WHAT TO WORK ON:
State how many lines of the records below contain the word "bare", and reply with only that number.

ENTRIES SHOWN:
◇ ◇ ◇ ◇ ◇

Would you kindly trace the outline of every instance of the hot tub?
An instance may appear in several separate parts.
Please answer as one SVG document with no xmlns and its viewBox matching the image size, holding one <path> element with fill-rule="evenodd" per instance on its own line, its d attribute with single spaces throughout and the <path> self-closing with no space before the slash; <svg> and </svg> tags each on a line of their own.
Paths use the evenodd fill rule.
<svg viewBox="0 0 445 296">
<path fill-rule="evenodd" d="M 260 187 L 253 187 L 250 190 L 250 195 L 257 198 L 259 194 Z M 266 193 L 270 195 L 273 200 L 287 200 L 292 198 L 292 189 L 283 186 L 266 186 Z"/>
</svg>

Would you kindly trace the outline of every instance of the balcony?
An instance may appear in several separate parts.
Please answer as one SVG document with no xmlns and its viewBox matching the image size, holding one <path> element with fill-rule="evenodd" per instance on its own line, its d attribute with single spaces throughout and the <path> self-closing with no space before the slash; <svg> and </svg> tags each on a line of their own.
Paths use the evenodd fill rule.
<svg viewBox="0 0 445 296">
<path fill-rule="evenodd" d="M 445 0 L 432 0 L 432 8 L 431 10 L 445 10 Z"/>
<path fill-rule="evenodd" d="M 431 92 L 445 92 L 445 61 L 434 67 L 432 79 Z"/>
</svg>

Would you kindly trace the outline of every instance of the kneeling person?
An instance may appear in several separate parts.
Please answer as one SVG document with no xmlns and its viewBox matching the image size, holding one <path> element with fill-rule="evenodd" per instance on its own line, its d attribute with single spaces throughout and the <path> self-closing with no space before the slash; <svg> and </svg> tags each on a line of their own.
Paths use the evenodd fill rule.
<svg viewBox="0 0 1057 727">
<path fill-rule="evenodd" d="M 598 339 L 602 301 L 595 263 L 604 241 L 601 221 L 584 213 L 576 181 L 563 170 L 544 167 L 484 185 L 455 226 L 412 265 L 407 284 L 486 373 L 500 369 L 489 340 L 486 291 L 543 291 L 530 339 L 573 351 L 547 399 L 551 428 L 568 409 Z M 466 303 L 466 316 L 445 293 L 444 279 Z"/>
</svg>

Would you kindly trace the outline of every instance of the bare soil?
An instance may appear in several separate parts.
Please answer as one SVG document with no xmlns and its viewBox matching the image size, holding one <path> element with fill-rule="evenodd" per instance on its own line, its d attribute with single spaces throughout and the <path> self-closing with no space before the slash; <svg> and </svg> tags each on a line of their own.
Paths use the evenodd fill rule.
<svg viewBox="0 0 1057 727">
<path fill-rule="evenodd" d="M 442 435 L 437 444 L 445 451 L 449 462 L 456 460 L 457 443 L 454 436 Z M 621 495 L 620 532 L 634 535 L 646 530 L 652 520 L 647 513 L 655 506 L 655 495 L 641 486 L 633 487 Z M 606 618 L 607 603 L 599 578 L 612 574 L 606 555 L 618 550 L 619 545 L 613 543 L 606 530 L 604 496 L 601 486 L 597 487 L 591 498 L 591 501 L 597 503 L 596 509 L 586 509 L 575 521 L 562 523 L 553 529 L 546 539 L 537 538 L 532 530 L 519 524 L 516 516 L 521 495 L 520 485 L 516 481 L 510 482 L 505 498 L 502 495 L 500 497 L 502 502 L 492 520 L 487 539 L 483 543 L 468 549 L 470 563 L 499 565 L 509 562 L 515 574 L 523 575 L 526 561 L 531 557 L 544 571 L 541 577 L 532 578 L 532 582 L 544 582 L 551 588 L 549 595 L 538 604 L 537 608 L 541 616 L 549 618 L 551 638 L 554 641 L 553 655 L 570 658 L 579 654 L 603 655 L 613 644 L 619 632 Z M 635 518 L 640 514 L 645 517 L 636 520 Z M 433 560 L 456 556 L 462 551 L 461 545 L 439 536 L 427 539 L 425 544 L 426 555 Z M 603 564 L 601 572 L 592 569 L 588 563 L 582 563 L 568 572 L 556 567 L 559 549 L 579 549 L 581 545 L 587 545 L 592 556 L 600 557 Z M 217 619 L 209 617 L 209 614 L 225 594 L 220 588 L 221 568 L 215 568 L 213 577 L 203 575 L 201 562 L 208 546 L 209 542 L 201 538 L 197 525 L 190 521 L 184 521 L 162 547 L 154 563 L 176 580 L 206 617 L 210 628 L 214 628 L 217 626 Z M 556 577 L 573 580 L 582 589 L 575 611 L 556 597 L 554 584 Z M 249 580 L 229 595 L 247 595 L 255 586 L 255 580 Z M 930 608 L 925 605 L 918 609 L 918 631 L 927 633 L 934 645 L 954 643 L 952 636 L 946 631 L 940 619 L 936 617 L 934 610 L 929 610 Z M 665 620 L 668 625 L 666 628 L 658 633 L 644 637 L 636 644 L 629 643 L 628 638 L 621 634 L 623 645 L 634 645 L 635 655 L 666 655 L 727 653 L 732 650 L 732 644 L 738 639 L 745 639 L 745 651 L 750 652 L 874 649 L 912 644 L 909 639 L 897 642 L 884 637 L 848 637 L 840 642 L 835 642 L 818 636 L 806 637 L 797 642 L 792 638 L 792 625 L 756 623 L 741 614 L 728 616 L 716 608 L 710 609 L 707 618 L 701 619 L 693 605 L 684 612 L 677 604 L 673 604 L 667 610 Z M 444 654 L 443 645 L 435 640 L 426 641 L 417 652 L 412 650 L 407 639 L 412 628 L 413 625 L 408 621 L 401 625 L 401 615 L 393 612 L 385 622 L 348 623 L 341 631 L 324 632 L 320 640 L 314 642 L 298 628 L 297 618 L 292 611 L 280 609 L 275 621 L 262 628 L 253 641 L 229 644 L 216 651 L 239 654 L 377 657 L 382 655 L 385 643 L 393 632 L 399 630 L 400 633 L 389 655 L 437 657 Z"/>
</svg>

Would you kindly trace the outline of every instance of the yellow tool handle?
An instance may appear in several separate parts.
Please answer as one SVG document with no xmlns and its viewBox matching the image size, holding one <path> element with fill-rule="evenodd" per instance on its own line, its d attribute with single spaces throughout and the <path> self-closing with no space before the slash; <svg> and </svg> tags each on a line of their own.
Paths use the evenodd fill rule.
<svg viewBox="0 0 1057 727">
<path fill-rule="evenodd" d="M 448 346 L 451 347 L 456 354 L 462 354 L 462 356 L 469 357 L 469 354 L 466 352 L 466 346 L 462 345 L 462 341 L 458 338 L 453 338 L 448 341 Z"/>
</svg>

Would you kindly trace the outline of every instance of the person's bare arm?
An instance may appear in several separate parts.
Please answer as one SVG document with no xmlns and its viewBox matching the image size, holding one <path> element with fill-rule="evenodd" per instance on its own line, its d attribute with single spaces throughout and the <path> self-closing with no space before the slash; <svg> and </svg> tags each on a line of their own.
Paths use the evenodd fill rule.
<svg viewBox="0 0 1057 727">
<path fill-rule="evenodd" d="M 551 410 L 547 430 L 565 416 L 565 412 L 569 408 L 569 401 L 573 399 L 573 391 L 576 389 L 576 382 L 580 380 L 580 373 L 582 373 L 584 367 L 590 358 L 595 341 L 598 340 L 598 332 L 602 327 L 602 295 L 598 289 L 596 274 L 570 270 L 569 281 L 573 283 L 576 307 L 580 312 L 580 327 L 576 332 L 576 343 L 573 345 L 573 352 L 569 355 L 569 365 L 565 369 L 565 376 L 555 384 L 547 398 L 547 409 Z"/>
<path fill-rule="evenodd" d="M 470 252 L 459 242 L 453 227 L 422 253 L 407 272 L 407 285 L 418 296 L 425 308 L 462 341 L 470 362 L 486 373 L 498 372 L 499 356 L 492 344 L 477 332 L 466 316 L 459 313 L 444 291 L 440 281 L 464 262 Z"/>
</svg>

◇ ◇ ◇ ◇ ◇

SOLUTION TO THE EXERCISE:
2